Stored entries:
++++

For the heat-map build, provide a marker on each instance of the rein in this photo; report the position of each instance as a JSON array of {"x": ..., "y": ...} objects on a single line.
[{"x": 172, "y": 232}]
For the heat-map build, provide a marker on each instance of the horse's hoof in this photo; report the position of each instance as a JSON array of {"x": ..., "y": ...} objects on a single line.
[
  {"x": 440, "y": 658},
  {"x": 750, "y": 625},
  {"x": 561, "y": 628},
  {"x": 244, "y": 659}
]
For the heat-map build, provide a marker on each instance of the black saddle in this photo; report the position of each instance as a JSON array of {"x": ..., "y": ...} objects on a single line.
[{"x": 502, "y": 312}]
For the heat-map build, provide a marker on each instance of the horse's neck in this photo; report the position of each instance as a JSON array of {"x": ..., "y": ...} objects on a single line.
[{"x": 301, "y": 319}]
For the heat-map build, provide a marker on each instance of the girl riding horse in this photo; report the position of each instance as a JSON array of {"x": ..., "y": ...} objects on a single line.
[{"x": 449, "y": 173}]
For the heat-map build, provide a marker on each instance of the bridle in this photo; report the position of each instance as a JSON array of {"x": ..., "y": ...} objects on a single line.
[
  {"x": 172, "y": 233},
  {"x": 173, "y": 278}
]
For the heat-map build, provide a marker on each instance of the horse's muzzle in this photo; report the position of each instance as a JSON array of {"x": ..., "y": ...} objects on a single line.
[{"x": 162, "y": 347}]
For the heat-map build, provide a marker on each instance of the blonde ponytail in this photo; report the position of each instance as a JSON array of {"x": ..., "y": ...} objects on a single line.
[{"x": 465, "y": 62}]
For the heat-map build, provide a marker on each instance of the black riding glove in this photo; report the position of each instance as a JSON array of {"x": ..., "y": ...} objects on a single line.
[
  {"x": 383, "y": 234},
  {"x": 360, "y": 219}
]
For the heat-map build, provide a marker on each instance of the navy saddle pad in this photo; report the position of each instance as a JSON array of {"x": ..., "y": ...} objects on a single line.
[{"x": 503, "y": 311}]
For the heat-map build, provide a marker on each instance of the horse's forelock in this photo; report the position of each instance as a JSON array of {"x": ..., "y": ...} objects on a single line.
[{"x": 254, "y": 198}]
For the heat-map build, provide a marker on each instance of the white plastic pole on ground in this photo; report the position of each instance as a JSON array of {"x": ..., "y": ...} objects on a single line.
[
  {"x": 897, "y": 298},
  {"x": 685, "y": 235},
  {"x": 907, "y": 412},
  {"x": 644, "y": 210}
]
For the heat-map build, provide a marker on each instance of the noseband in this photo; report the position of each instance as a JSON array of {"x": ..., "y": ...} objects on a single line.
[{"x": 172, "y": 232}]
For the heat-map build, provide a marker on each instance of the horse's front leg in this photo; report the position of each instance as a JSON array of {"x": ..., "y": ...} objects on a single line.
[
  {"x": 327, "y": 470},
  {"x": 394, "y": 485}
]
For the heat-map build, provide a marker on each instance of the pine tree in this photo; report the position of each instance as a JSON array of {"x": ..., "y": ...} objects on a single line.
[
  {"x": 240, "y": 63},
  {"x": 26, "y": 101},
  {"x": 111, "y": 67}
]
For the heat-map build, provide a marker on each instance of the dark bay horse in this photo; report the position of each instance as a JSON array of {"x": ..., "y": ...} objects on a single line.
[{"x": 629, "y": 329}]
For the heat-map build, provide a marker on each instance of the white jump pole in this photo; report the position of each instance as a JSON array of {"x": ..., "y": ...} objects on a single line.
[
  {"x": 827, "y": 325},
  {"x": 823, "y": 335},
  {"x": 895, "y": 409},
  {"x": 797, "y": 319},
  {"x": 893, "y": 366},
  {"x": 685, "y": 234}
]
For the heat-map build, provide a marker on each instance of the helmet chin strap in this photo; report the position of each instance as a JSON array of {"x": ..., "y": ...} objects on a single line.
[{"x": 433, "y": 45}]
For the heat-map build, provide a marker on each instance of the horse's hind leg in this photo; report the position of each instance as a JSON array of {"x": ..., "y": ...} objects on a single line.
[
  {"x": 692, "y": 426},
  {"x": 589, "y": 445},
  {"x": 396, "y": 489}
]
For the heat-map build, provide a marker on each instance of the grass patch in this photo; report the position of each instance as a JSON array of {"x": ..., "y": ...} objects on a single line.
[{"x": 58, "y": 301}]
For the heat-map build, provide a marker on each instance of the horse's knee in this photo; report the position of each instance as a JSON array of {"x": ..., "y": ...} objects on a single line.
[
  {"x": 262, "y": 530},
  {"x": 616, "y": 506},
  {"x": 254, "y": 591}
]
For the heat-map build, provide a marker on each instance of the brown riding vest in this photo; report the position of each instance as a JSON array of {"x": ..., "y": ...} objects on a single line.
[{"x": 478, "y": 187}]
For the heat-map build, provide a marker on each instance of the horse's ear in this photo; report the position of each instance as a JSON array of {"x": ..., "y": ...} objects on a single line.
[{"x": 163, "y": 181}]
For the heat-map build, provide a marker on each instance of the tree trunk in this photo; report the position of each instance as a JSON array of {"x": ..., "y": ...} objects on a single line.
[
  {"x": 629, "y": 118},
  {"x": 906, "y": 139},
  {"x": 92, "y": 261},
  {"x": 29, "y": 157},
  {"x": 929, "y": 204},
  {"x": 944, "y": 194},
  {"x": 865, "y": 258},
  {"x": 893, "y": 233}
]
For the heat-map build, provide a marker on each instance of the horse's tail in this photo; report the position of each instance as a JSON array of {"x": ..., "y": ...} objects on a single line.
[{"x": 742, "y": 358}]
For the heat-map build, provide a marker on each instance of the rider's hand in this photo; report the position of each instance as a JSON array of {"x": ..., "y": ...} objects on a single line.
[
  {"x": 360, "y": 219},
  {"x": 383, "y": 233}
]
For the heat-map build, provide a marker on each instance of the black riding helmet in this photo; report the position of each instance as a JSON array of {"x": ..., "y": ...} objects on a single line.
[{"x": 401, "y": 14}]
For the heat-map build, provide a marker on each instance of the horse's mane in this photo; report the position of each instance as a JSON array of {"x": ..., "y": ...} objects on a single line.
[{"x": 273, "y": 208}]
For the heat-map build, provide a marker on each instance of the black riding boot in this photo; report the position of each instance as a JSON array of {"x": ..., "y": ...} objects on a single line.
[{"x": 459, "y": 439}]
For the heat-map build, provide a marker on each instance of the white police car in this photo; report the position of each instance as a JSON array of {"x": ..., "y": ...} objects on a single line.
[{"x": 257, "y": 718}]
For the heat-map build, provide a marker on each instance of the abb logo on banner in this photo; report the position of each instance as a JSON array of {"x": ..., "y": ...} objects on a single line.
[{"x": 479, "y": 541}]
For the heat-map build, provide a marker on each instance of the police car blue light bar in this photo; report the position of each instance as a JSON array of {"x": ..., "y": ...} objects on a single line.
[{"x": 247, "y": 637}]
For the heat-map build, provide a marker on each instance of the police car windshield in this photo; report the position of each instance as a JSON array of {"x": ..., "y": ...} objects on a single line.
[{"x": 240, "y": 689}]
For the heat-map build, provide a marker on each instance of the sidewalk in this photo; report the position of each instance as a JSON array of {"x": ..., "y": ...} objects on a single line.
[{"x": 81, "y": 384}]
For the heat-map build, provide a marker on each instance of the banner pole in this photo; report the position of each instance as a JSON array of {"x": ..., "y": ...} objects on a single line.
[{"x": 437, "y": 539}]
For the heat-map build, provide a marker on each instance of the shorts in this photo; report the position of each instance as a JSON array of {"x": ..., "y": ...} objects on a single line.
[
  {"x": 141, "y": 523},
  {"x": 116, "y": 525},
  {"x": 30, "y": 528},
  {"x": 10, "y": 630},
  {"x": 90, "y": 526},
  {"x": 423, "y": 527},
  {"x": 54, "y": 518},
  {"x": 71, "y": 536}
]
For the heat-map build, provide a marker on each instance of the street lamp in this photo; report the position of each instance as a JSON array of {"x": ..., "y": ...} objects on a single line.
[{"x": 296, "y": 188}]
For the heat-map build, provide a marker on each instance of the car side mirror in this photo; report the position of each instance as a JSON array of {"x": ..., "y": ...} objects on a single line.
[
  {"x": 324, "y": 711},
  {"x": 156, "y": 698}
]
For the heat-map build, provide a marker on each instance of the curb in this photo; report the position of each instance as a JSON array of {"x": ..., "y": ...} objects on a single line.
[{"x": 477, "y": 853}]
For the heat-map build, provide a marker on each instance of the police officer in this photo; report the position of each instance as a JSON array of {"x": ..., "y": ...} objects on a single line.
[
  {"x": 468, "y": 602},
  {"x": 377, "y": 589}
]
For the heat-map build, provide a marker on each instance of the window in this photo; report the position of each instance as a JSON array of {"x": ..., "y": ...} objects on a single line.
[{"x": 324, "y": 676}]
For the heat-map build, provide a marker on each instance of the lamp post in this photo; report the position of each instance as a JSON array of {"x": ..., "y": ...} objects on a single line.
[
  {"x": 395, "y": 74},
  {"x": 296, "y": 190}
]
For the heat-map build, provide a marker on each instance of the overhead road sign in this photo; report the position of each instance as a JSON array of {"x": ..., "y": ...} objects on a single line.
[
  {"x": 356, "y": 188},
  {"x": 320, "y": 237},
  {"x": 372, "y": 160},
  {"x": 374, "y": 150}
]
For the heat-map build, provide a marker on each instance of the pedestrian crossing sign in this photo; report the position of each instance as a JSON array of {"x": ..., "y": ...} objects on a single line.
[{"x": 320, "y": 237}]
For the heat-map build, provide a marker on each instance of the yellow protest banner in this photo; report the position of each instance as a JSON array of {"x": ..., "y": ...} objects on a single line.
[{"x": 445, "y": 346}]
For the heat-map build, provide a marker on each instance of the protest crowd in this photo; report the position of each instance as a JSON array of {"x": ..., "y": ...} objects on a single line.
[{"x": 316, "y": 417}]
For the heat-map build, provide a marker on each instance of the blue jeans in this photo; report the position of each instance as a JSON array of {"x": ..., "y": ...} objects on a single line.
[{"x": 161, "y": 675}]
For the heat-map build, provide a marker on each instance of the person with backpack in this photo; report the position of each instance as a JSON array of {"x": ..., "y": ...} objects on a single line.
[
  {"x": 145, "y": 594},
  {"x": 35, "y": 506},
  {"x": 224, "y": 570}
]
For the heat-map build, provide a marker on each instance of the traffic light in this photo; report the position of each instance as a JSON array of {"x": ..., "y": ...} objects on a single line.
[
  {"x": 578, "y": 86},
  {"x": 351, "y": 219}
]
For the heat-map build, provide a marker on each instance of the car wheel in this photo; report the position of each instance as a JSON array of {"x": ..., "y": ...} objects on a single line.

++++

Problem:
Repeat exactly the lines from the one containing "of the protest" through the last line of the records above, both included, and nothing else.

Exercise result:
For the heat-map build, provide a marker on each instance of the protest crowd in this photo; report the position of each instance as a JSON array of {"x": ..., "y": ...} objects on a single line.
[{"x": 316, "y": 417}]
For the heat-map build, provide a marker on each instance of the blue jeans in this photo; report the position of each instance as a JSON array of {"x": ..., "y": ...} objects on a single line.
[{"x": 161, "y": 675}]
For the heat-map build, provide a marker on each instance of the person with backpack in this photo; report the position of each instance as a JSON array of {"x": ..., "y": ...} objects on a single line.
[
  {"x": 145, "y": 594},
  {"x": 35, "y": 506},
  {"x": 224, "y": 570}
]
For the heat-map build, provide a marker on each instance of the traffic light in this photo; report the position of each instance as a JSON array of {"x": ..., "y": ...} objects on a single line.
[
  {"x": 578, "y": 86},
  {"x": 351, "y": 219}
]
For the heat-map build, provide a marker on each instance of the car wheel in this photo; report the position of each instance as a JSON array of {"x": ..., "y": ...} objects on a single line.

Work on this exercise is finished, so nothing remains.